> [STUDY QUESTIONS]:
[A] According to the column about the Ten Commandments plaque in the Alabama Supreme Court, why did the plaque list eleven commandments instead of ten?
[B] Carry on the rabbi's column about the Alabama commandments plaque, picking up after its final sentence.

(TEXT EXCERPT Opens)

What the Rabbi Thinks....

Moore Commandments then God?

By Rabbi Geoffrey Dennis

(Article In the Denton Record Chronicle, August 26, 2003)

So I was reading an article about the confrontation over a plaque of the 10 Commandments in the lobby of the Alabama Supreme Court. The story was riveting, but my eyes kept on being drawn to the accompanying photo. Something was bothering me, but I couldn’t figure out what it was. Then finally, it dawned on me – there, on the plaque, written on the familiar shape of the two tablets given by God to Moses. There were eleven commandments written there instead of ten. That couldn’t be right. So I counted again. Well yes, it was true; there were eleven. Wow, here is a judge who really does have a god-complex! What I subsequently learned from one of my teachers was that the extra commandment was Judge Roy Moore’s effort at compromise. Discovering that Jews, Catholics, and Protestants divided the Ten up differently, Judge Moore simply reconfigured them into a list of eleven, aiming to satisfy everyone but apparently satisfying no one but himself! It was, literally, a concrete lesson on how attempts to force personal religion into democratic institutions ends up distorting both.

The Book of Deuteronomy teaches something remarkable. It actually places restrictions on the places where people should worship God. Moses declares, "Look only to the site that the Lord your God will choose amidst your tribes and habitations...and there are you to bring your offerings and your sacrifices, your tithes and your gifts…take care not to make your offerings in any place you like, but only in the place that the Lord will choose… (Deut. 12:4 - 6; 13 - 14).

This is counter intuitive! Why would God, Who elsewhere assures us He is close to us wherever we might call out to Him, tell us that it is a mistake to set up places of worship everywhere we could?

Well the answer is found in the context. The urge to dedicate every possible location of importance to the Most High, while meritorious on the face of it, opens the door to the corruption of that worship. If we use a public place, for example, which will be attractive to worshippers of other gods, the temptation to compromise the integrity of our faith in order to accommodate everyone will be irresistible. God’s preference, it seems, is to keep his worship pure and free of corrupting influences. And the best way to do that, God tells us, is to limit worship to places dedicated solely and exclusively to God’s service.

(TEXT EXCERPT Closes)
(SUPPLIED MATERIAL Opens)

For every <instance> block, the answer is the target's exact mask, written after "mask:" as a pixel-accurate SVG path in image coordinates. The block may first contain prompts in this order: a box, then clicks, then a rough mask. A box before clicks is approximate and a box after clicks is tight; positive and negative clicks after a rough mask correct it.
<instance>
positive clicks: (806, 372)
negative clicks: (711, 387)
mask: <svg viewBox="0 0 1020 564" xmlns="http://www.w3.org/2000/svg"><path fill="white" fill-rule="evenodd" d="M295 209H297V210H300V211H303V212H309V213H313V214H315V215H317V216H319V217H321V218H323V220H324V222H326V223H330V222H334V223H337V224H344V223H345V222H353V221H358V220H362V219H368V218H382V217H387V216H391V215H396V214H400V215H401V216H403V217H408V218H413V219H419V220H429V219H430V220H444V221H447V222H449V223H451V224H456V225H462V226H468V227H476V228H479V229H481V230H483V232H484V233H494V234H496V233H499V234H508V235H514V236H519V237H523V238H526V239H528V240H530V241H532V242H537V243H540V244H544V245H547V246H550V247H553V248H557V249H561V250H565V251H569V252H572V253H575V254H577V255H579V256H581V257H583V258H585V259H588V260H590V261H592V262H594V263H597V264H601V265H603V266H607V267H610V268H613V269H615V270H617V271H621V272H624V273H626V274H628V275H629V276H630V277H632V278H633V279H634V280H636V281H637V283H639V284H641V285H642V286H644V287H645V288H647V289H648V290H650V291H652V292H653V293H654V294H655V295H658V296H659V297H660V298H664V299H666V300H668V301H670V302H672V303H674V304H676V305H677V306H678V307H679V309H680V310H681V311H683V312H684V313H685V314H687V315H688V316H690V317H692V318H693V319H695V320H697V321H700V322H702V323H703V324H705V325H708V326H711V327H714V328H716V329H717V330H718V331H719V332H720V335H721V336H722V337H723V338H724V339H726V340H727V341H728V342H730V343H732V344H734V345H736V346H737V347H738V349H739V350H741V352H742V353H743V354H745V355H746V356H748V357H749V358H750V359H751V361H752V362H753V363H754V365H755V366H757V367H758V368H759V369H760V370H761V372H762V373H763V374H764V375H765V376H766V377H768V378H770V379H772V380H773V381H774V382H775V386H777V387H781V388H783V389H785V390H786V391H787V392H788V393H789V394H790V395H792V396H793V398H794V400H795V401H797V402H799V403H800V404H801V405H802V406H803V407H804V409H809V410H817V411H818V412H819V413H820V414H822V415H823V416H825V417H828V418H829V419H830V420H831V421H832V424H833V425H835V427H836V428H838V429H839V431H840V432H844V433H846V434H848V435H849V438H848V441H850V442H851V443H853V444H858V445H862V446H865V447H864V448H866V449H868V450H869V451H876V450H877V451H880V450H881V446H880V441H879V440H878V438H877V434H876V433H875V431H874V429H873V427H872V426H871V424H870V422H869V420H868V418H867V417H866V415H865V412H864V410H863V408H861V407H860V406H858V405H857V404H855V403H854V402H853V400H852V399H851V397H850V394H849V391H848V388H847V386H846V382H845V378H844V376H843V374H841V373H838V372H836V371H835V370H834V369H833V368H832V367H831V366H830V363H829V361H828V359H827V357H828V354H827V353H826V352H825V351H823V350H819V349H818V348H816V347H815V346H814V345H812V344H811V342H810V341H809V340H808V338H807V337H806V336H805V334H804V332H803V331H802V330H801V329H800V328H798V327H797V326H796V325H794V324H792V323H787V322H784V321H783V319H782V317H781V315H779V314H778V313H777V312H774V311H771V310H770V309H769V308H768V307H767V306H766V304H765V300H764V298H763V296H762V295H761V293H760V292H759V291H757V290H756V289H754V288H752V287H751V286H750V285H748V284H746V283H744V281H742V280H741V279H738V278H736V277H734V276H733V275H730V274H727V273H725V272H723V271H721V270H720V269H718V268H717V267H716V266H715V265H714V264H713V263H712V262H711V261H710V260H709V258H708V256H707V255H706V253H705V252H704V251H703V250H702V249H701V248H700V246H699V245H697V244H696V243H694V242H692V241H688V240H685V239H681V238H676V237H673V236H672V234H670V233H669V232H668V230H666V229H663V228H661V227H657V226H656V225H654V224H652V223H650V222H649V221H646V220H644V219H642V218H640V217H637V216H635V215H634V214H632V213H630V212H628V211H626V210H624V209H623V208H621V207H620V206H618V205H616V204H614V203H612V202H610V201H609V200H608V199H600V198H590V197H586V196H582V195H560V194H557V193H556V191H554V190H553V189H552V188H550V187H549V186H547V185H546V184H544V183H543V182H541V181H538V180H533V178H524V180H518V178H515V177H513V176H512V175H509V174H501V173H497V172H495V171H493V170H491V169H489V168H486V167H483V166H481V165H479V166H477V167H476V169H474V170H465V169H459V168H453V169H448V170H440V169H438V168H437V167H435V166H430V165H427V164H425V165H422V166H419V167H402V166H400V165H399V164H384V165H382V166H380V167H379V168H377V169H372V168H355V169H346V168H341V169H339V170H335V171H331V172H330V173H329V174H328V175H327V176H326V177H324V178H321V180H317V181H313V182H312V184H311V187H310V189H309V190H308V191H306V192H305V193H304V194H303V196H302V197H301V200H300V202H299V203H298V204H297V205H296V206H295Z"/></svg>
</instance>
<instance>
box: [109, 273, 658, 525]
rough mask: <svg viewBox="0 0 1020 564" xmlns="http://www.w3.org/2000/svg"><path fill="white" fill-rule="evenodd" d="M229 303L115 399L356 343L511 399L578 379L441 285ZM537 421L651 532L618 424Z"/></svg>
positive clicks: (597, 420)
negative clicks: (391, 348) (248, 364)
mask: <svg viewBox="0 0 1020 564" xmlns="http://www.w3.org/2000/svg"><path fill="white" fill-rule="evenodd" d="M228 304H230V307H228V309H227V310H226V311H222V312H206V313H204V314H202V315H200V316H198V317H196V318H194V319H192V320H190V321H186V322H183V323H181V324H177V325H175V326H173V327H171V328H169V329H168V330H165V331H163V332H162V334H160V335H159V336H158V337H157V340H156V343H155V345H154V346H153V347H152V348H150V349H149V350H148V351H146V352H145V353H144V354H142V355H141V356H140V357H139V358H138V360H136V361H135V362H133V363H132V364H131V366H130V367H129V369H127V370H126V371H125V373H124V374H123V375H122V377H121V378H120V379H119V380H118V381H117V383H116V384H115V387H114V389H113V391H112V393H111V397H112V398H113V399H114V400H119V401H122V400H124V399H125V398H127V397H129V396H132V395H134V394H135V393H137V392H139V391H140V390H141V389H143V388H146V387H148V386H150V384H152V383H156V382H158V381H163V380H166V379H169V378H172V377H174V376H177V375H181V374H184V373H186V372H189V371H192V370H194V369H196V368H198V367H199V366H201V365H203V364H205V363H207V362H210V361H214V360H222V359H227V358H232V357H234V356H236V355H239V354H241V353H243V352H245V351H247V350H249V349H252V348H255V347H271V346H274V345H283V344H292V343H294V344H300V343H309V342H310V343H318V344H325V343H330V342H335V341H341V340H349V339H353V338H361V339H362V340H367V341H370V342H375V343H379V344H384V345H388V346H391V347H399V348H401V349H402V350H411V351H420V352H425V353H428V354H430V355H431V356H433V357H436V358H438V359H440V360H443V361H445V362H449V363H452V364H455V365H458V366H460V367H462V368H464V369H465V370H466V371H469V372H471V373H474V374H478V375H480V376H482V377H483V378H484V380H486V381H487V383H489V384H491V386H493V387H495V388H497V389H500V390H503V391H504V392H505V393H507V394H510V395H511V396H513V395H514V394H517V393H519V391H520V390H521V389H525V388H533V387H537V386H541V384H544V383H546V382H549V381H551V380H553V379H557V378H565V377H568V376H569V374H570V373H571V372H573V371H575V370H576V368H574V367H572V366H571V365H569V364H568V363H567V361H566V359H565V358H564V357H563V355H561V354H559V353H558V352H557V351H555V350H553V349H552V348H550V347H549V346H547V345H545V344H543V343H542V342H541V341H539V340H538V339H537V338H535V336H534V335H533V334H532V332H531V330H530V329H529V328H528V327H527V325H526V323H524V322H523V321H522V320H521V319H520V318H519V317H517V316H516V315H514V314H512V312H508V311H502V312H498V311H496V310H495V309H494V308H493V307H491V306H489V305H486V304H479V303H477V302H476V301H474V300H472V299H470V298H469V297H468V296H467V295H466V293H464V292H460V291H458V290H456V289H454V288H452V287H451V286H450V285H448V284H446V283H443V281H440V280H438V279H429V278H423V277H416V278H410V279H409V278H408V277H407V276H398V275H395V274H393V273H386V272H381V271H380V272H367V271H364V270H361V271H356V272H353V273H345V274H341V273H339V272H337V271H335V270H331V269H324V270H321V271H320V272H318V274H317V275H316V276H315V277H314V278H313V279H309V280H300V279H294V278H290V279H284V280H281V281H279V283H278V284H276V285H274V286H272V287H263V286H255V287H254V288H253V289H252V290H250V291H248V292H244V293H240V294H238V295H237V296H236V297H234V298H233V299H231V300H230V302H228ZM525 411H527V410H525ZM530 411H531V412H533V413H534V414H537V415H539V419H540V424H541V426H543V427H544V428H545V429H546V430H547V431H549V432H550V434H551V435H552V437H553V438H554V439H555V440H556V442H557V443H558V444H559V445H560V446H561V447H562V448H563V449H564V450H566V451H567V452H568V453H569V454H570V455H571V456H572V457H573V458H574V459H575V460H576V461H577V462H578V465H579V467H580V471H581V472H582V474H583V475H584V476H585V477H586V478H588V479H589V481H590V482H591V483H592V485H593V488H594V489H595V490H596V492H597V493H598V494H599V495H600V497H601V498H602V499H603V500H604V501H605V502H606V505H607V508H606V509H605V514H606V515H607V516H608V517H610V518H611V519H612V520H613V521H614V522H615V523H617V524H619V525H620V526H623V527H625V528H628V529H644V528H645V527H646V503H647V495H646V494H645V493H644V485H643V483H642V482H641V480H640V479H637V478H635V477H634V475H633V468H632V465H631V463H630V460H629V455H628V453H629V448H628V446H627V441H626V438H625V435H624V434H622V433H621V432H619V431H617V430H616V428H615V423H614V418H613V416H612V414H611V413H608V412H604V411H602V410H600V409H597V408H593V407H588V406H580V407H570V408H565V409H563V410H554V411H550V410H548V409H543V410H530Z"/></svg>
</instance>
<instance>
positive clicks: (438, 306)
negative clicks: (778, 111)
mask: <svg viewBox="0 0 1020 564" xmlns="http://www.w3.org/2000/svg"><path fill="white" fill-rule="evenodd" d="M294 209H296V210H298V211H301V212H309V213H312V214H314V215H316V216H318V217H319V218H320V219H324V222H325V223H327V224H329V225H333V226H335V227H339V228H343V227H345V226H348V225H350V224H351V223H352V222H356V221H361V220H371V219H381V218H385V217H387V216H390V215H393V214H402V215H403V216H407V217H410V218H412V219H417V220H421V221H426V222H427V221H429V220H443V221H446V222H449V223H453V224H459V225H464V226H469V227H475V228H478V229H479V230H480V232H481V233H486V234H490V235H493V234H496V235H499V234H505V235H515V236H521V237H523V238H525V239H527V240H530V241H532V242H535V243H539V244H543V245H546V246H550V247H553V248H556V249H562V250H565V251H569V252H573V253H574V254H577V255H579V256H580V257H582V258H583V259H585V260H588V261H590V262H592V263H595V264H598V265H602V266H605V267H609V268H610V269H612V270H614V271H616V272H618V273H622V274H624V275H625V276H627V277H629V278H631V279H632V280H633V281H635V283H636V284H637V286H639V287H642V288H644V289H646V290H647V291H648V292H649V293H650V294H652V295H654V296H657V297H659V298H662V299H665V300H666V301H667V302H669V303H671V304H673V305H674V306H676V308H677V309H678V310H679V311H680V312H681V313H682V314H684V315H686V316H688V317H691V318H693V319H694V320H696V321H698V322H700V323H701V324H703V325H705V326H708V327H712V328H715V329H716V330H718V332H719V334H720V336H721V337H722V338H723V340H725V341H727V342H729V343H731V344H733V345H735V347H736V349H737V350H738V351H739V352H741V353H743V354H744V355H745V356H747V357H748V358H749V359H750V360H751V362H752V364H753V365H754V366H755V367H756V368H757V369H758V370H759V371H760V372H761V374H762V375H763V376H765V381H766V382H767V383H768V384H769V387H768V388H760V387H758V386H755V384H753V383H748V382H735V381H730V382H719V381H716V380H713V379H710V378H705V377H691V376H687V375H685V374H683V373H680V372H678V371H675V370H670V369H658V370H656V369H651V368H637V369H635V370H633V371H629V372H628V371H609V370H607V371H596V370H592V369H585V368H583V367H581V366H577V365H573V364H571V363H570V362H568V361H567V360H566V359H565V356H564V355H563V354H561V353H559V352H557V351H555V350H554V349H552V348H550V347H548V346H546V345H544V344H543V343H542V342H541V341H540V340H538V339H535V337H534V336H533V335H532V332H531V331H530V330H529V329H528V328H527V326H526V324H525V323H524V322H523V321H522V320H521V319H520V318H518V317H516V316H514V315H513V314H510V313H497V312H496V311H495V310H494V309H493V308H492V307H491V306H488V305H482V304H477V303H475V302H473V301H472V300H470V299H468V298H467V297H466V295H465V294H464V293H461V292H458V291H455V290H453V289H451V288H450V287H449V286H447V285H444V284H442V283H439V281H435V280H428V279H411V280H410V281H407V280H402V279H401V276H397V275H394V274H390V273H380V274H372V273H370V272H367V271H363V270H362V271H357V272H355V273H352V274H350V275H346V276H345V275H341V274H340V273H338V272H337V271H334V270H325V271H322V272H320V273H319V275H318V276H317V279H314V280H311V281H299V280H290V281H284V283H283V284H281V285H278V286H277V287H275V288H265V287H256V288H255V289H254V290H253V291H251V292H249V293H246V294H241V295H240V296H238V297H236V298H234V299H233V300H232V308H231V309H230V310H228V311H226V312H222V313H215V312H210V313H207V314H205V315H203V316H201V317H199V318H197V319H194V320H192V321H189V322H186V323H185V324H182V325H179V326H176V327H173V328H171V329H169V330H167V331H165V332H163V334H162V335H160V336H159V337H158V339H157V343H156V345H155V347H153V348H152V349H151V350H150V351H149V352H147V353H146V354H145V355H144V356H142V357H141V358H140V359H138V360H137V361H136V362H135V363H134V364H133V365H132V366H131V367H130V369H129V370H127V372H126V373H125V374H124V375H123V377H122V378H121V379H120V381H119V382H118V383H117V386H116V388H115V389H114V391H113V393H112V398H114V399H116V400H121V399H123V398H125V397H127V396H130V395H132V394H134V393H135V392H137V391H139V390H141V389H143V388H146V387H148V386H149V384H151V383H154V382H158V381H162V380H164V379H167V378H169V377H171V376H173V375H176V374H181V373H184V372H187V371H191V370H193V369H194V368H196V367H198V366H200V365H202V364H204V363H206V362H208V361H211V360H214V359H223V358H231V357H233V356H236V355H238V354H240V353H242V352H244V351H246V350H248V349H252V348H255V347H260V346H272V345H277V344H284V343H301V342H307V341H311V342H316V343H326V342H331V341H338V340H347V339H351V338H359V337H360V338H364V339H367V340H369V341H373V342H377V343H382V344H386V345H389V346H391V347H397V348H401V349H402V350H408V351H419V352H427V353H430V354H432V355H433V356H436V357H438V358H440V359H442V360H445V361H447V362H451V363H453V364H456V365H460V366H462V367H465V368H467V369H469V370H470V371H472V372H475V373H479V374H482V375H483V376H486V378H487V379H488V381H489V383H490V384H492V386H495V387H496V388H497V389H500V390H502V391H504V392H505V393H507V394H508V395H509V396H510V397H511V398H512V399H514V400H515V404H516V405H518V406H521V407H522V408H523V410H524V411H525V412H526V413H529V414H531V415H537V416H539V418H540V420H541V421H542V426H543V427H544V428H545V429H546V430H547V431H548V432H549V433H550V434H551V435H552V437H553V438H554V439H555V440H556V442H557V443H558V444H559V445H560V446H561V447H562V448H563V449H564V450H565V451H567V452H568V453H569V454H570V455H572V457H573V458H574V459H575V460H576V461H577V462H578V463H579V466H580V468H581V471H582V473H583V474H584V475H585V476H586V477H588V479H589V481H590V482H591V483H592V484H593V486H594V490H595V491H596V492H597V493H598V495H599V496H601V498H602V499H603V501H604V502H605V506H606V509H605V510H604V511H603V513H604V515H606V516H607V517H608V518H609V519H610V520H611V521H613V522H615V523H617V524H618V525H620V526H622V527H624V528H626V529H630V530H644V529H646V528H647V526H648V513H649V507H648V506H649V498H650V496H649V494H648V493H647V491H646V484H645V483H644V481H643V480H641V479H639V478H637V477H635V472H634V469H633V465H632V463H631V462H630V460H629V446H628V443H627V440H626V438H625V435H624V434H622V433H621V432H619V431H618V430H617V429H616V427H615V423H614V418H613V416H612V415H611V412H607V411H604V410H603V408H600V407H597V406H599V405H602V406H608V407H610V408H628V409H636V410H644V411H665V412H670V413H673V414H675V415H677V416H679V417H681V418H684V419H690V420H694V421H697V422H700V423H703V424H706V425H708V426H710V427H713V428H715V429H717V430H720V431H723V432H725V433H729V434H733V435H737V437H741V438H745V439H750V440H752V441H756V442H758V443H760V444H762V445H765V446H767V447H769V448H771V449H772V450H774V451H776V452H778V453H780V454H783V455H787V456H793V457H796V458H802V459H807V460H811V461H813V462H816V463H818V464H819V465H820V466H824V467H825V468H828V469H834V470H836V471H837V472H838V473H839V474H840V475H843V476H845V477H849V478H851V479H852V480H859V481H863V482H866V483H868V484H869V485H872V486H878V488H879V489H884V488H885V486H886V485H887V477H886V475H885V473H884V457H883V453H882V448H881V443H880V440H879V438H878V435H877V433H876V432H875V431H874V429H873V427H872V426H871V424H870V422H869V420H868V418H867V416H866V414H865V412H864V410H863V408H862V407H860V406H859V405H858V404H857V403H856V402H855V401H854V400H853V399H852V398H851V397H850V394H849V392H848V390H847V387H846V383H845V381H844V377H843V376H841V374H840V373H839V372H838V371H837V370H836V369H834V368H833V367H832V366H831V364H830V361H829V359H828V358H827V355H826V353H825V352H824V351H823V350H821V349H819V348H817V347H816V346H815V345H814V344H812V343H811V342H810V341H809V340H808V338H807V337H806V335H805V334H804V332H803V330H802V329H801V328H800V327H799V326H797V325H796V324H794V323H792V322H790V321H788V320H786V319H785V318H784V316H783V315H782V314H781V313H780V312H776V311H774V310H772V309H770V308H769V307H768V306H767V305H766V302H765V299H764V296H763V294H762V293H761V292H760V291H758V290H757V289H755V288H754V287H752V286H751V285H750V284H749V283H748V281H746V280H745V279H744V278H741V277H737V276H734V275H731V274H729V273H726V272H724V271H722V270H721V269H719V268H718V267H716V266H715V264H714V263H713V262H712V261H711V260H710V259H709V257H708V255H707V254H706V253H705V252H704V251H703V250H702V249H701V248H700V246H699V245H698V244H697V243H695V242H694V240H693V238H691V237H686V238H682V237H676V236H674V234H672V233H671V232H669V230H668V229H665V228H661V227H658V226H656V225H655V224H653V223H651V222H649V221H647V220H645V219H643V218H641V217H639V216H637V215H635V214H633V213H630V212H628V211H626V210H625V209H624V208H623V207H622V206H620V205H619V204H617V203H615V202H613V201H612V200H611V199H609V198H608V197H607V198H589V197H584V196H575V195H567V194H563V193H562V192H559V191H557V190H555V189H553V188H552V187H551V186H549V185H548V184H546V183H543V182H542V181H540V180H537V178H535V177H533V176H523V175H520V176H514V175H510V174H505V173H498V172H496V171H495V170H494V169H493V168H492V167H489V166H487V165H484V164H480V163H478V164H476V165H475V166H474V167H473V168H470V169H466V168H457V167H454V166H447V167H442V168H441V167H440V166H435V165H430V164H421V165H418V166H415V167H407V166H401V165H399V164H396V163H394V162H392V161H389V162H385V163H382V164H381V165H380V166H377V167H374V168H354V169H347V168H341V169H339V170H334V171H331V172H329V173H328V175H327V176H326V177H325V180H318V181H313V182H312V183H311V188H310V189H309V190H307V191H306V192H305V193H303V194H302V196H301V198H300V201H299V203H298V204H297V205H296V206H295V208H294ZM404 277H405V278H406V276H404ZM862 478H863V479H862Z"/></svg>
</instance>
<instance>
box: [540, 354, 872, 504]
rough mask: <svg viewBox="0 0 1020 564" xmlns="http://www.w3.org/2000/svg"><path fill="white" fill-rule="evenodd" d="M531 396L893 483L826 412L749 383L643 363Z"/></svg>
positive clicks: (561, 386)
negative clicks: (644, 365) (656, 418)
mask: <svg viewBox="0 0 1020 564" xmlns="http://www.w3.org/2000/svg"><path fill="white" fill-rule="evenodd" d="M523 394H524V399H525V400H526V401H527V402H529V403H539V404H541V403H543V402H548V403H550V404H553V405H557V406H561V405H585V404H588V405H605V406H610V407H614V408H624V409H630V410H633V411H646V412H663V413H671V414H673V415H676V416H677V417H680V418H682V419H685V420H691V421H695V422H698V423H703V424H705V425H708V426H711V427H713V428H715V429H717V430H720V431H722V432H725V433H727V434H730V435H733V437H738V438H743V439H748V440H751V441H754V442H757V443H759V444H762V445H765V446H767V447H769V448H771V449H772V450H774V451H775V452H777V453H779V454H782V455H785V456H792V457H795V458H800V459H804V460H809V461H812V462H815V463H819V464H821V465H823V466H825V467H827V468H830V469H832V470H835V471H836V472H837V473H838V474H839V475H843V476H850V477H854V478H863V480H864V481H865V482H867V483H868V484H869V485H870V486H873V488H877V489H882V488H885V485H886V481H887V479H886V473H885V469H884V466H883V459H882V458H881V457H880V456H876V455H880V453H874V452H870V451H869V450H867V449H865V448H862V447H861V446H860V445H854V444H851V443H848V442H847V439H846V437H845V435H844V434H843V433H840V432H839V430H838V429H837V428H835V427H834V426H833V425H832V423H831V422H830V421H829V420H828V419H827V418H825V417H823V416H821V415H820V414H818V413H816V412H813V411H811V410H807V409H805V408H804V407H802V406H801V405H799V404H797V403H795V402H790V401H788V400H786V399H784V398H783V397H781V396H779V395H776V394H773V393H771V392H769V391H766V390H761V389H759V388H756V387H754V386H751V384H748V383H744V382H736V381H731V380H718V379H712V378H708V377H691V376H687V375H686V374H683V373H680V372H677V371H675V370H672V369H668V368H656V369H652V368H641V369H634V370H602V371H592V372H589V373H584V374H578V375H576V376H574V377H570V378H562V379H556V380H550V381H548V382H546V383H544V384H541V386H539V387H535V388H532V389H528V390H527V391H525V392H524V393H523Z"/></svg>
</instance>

(SUPPLIED MATERIAL Closes)

> [ANSWERS TO THE EXERCISE]:
[A] Judge Roy Moore, finding that Jews, Catholics, and Protestants divide the Ten differently, reconfigured them into a list of eleven to satisfy everyone.

[B]
It is a strange decision on the part of God, but a decision that’s wisdom was very evident to our Founding Fathers. When they added the Bill of Rights to our Constitution, they were very conscious of the corrupting effect that mixing government and God could have on a people. They were also aware that religion can become a powerful tool for tyranny, whether that be the tyranny a king or the tyranny of popular will.

Therefore, pulling a page from Deuteronomy, the framers of the Constitution limited the communal worship of God to places outside the government sphere, to places exclusively and expressly dedicated to God’s service, in accordance with the desires of voluntary associations of believers. They created a wall, a wall that protects the individual citizen from having religion imposed on him or her by government coercion, but also a wall that protects religions from the intoxicating and corrupting influence of political power.

Right now we are witnessing a battle between Judge Moore, who is using his governmental position to promote his religious ideology, and those who insist that no religion or symbol, however useful or however popular, can have a privileged place in the public sphere.

Baldly declaring himself the sole and unquestionable arbiter of the Bill of Rights, he has turned the Alabama Supreme Court, an institution meant to serve all Americans, into a personal shrine to his religion. But given that the US Court of Appeals, his eight fellow Alabama justices and his own Attorney General have ruled against him, Judge Moore has, I think, completely discredited himself as an officer of the Constitution.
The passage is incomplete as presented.